Report how many lines contain the word "task" in the listing that follows. Give nothing besides the number.
═════ SOURCE MATERIAL ═════
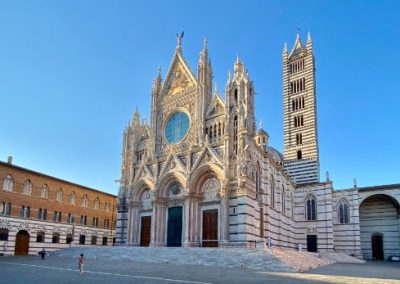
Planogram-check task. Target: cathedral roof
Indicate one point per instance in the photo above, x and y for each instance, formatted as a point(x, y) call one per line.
point(276, 155)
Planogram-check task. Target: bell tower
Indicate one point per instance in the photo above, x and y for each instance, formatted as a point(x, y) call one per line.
point(301, 155)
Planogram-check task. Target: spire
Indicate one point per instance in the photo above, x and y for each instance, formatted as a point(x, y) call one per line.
point(179, 41)
point(285, 47)
point(309, 38)
point(216, 92)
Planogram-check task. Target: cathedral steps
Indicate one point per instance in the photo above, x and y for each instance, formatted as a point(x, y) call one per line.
point(219, 257)
point(302, 261)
═════
## ANSWER AREA
4